* **POKAZANY FRAGMENT**:
##########

Mając powyższe rozważania na uwadze Sąd orzekający stwierdził - przesłankowo - nieważność umowy kredytowej zawartej pomiędzy powódką a Kredyt Bankiem S.A. w Warszawie z dnia 1 października 2007 roku.

Wraz z uznaniem postanowień określających główne świadczenia stron za postanowienia niedozwolone i brakiem związania powódki w tym zakresie, a w konsekwencji ze stwierdzonym przesłankowo upadkiem umowy kredytu, wiąże się kwestia świadczeń pobranych dotychczas przez bank od powódki. Zgodnie z art. 410 § 2 k.c. świadczenie jest nienależne, jeżeli ten, kto je spełnił, nie był w ogóle zobowiązany lub nie był zobowiązany względem osoby, której świadczył, albo jeżeli podstawa świadczenia odpadła lub zamierzony cel świadczenia nie został osiągnięty, albo jeżeli czynność prawna zobowiązująca do świadczenia była nieważna i nie stała się ważna po spełnieniu świadczenia.

Wobec stron aktualizuje się wzajemnie obowiązek kondykcji na podstawie art. 410 § 1 i 2 (condictio sine causa). Choć w niniejszej sprawie powołuje się na niego, poprzez żądanie pozwu, wyłącznie strona powodowa.

Sąd nie podziela jednak żądania kondykcyjnego w zaprezentowanym kształcie, niezależnie od tego, iż pozwany w tym zakresie sporu nie prowadził szerszej polemiki, poprzestając na kwestionowaniu samego twierdzenia, co do nienależnego świadczenia spełnionego przez powódkę.

Konieczne jest bowiem odwołanie się do treści przepisu art. 411 pkt 2 k.c. wyłączającej

kondykcję w sytuacji, gdy spełnienie świadczenia czyni zadość zasadom współżycia

społecznego. Dotychczas norma wynikająca z tego przepisu miała dosyć wąski zakres

zastosowania, lecz jednak jej hipoteza nie wyłącza sankcji w przypadku stron nieważnej

umowy kredytu denominowanego.

##########

[Dane wyodrębnione ze zbioru]

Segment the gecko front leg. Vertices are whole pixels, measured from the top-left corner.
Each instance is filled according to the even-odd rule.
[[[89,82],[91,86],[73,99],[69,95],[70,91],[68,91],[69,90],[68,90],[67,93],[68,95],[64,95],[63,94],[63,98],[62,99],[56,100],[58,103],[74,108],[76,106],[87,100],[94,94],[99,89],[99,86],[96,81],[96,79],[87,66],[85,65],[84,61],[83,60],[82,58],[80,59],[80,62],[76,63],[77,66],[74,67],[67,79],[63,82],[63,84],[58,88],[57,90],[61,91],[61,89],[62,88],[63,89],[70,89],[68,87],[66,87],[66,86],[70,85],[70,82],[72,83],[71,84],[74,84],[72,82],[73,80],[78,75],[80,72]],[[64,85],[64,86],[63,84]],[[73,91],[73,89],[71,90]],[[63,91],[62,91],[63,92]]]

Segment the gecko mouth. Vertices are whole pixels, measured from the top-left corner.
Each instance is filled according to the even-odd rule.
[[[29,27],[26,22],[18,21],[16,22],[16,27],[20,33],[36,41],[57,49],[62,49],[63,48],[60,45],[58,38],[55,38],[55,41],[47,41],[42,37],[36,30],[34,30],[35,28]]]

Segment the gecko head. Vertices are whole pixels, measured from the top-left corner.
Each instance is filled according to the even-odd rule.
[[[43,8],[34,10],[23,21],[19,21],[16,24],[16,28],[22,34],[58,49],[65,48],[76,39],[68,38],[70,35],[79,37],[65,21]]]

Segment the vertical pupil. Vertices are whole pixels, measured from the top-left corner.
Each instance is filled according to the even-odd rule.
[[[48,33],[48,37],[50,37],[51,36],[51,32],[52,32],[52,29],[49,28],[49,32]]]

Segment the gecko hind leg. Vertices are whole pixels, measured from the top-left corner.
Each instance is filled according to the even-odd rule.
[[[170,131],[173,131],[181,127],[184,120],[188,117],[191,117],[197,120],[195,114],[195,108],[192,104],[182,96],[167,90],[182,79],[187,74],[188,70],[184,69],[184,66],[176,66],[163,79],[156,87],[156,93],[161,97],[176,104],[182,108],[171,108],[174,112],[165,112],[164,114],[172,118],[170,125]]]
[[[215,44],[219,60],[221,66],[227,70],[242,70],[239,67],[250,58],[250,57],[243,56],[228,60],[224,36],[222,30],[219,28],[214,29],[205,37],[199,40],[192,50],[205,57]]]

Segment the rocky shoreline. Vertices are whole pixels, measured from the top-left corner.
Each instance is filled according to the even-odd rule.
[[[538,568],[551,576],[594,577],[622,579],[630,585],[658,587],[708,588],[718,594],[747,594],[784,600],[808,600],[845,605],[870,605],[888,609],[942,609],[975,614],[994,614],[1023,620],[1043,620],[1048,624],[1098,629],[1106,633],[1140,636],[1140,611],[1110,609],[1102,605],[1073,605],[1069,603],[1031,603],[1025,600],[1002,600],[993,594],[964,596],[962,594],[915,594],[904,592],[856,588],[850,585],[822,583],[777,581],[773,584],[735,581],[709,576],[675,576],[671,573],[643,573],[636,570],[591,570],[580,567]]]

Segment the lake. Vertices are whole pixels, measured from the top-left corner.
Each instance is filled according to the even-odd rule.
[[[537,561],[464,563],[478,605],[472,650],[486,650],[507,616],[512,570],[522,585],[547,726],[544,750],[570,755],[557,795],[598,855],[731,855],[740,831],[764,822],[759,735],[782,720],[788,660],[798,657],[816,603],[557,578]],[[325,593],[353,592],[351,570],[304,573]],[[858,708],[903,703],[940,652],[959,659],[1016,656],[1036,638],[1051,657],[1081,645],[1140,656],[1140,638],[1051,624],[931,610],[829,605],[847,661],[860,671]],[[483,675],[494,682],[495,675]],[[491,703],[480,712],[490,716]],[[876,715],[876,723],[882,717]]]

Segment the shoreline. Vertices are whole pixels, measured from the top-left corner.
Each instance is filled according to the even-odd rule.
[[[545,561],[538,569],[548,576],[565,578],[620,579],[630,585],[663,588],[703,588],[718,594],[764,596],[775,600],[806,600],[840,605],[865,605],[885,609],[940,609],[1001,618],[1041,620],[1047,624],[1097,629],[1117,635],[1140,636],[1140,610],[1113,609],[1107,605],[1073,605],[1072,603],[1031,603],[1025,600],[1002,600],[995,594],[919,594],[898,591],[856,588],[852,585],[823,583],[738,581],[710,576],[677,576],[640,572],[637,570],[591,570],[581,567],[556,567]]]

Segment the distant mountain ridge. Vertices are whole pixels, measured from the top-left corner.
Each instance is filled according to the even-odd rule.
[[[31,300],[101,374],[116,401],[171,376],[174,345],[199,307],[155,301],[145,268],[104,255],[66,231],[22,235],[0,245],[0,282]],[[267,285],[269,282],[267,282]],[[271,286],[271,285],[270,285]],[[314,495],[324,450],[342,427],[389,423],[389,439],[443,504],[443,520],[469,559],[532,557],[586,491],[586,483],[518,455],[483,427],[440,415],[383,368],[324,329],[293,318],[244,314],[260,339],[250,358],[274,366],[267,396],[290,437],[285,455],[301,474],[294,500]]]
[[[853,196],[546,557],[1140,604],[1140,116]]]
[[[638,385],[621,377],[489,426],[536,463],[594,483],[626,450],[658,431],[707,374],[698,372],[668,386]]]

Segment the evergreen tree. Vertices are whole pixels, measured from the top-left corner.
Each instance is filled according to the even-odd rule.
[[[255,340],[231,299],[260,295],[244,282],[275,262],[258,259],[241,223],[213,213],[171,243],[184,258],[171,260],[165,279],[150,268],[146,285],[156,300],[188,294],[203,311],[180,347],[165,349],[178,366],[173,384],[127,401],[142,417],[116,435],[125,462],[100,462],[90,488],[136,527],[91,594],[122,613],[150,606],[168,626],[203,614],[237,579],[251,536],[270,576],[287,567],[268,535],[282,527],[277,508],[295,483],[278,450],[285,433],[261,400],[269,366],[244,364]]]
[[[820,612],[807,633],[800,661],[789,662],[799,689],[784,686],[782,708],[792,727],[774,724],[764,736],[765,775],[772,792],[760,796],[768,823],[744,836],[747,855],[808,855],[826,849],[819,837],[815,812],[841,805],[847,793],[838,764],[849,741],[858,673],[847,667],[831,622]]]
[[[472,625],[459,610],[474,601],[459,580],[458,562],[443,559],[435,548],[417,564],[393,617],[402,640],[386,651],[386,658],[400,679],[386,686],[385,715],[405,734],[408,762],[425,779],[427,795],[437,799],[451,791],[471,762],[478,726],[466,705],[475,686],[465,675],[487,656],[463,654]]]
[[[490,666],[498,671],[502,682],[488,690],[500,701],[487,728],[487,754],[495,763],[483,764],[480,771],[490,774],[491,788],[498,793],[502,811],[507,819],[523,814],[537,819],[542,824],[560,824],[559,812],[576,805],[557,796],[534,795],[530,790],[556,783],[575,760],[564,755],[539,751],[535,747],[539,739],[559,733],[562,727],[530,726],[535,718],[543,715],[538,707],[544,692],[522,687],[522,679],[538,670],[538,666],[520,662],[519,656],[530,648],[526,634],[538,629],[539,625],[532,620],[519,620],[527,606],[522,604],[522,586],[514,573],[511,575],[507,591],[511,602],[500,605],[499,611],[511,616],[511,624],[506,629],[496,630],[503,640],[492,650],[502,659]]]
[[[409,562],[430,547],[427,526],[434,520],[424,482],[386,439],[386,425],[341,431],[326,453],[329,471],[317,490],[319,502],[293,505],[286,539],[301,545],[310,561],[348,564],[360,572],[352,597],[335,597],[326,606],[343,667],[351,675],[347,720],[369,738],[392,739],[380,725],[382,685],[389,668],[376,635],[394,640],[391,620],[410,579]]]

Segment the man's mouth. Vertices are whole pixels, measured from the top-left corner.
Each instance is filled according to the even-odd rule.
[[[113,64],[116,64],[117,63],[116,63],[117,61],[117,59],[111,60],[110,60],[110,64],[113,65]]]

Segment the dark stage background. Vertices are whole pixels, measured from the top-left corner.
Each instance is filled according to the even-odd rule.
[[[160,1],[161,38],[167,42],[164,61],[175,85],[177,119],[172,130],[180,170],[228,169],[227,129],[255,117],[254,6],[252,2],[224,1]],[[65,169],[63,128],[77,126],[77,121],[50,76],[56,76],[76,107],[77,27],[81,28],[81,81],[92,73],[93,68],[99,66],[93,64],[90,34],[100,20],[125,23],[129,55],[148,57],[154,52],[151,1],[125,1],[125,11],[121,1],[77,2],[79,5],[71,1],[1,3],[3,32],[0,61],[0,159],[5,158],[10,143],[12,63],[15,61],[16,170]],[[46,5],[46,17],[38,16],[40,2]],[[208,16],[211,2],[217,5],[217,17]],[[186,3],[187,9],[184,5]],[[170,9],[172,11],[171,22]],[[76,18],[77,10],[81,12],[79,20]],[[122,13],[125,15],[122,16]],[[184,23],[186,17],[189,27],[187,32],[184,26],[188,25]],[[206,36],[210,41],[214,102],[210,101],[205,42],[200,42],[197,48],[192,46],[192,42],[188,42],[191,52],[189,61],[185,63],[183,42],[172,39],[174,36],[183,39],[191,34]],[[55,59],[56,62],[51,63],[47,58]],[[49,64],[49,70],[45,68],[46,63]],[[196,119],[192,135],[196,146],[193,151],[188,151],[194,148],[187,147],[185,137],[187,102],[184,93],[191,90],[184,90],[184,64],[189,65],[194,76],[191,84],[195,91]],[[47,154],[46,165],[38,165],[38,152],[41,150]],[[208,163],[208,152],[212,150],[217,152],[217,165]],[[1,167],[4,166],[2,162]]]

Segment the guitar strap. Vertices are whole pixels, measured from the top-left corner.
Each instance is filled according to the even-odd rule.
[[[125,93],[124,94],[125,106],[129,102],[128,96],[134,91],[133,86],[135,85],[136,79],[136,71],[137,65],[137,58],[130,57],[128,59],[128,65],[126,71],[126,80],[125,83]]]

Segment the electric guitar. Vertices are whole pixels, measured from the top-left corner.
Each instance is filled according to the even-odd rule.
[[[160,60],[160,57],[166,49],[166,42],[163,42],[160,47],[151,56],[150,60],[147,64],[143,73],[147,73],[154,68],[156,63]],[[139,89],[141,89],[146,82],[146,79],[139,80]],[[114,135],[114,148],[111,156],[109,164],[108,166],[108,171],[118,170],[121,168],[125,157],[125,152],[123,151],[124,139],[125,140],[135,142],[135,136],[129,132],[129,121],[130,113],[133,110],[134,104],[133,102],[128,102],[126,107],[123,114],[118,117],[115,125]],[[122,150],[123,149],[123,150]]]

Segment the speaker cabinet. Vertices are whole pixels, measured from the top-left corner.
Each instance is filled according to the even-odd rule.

##########

* **ZADANIA DO WYKONANIA**:
1. Skopiuj dosłownie z fragmentu o nieważności umowy kredytu tekst od słów „Wobec stron aktualizuje” aż do słów „spełnionego przez powódkę.” włącznie.
2. Z którego dnia pochodzi umowa kredytowa zawarta między powódką a Kredyt Bankiem S.A., opisana we fragmencie?
Wiersze pochodzą z innego źródła niż fragment.

* **LISTA ROZWIĄZAŃ**:
1.
Wobec stron aktualizuje się wzajemnie obowiązek kondykcji na podstawie art. 410 § 1 i 2 (condictio sine causa). Choć w niniejszej sprawie powołuje się na niego, poprzez żądanie pozwu, wyłącznie strona powodowa.

Sąd nie podziela jednak żądania kondykcyjnego w zaprezentowanym kształcie, niezależnie od tego, iż pozwany w tym zakresie sporu nie prowadził szerszej polemiki, poprzestając na kwestionowaniu samego twierdzenia, co do nienależnego świadczenia spełnionego przez powódkę.

2. Z 1 października 2007 roku.